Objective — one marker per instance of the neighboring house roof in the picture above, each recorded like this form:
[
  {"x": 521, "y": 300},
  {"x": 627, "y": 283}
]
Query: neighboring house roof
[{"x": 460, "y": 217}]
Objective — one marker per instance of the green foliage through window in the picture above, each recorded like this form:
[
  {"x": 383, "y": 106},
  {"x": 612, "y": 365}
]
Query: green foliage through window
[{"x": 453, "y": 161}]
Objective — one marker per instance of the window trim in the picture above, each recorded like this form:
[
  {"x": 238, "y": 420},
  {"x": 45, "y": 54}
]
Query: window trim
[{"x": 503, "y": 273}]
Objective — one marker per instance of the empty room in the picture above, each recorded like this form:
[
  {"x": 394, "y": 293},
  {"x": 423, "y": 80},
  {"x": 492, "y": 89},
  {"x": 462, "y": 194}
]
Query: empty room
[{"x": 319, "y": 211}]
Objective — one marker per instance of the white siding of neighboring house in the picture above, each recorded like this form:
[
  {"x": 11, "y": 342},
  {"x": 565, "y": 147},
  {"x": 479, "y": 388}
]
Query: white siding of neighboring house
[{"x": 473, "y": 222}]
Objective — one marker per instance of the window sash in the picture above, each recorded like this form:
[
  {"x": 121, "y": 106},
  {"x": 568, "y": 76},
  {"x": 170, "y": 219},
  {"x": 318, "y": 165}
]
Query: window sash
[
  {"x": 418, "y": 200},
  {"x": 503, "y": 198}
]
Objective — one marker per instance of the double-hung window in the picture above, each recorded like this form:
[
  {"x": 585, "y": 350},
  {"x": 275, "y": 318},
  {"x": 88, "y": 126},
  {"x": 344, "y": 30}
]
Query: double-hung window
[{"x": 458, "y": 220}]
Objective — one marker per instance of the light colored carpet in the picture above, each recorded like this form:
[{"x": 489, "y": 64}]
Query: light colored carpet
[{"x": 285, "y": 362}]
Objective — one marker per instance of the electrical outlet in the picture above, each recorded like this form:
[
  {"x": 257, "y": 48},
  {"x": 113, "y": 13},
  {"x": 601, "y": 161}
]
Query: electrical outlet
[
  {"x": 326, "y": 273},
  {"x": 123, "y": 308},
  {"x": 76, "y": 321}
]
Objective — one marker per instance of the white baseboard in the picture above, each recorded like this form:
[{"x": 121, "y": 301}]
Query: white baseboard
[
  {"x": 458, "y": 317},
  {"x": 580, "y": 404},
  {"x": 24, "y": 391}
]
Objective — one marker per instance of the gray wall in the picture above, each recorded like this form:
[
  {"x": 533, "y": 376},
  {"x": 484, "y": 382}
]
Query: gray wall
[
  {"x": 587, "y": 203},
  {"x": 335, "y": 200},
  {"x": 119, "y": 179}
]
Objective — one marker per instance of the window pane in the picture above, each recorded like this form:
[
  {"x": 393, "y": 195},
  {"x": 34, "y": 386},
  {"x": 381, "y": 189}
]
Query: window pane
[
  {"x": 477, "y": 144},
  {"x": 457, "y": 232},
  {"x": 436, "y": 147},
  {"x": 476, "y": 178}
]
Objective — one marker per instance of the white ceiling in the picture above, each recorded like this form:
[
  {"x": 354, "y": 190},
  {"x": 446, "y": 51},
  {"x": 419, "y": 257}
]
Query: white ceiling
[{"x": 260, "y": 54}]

------

**Objective**
Rewrite all of the data above, swapping every "marker" for "pin" and leaving everything else unchanged.

**Exercise output**
Objective — one pin per instance of the neighboring house roof in the picture above, each recorded like this form:
[
  {"x": 521, "y": 300},
  {"x": 627, "y": 283}
]
Query: neighboring house roof
[{"x": 460, "y": 217}]
Objective — one pin per instance of the green foliage through window in the picture above, each recorded like this form:
[
  {"x": 383, "y": 106},
  {"x": 612, "y": 365}
]
Query: green foliage through window
[{"x": 453, "y": 161}]
Objective — one pin per instance of the window trim in the picture above, each recorded like this form:
[
  {"x": 238, "y": 420},
  {"x": 45, "y": 54}
]
Query: window trim
[{"x": 503, "y": 273}]
Objective — one pin per instance of the empty room in the picture above, each recorded like this form:
[
  {"x": 394, "y": 293},
  {"x": 423, "y": 80},
  {"x": 492, "y": 89},
  {"x": 462, "y": 194}
]
Query: empty room
[{"x": 319, "y": 211}]
Objective — one pin per instance of the white siding of neighboring house in the picture above, each recorded like this form:
[
  {"x": 11, "y": 342},
  {"x": 565, "y": 147},
  {"x": 479, "y": 388}
]
Query: white siding of neighboring house
[{"x": 473, "y": 222}]
Objective — one pin per instance of the window sash in the picture above, each recorded like this form:
[
  {"x": 121, "y": 106},
  {"x": 568, "y": 76},
  {"x": 170, "y": 219},
  {"x": 318, "y": 165}
]
Query: window sash
[
  {"x": 418, "y": 200},
  {"x": 503, "y": 198}
]
Objective — one pin per instance of the double-hung window in the picture above, each recorded like this form:
[
  {"x": 585, "y": 350},
  {"x": 275, "y": 318},
  {"x": 88, "y": 126},
  {"x": 344, "y": 30}
]
Query: double-hung window
[{"x": 458, "y": 220}]
Objective — one pin per instance of the light colored carpet in the picture above, each recorded like this form:
[{"x": 489, "y": 64}]
Query: light colored carpet
[{"x": 285, "y": 362}]
Objective — one pin per instance of the electrical outlet in the picture above, each recorded like this form:
[
  {"x": 257, "y": 48},
  {"x": 113, "y": 13},
  {"x": 601, "y": 161}
]
Query: electrical outlet
[
  {"x": 326, "y": 273},
  {"x": 123, "y": 308},
  {"x": 76, "y": 321}
]
Objective — one pin per instance of the white baseboard in the picture above, each recorded like this form:
[{"x": 121, "y": 301}]
Query: white baseboard
[
  {"x": 458, "y": 317},
  {"x": 580, "y": 404},
  {"x": 24, "y": 391}
]
Objective — one pin per instance of the gray wall in the picture above, each recorded like this form:
[
  {"x": 533, "y": 376},
  {"x": 484, "y": 382}
]
Query: gray wall
[
  {"x": 587, "y": 203},
  {"x": 335, "y": 200},
  {"x": 119, "y": 179}
]
Objective — one pin per instance of the window pane in the picture above, each recorded like this form:
[
  {"x": 393, "y": 195},
  {"x": 34, "y": 386},
  {"x": 381, "y": 189}
]
Query: window pane
[
  {"x": 477, "y": 144},
  {"x": 457, "y": 232},
  {"x": 436, "y": 147},
  {"x": 476, "y": 178}
]
Objective — one pin per instance of the white ceiling in the picture above, each recorded like this form:
[
  {"x": 354, "y": 190},
  {"x": 446, "y": 51},
  {"x": 419, "y": 257}
]
Query: white ceiling
[{"x": 260, "y": 54}]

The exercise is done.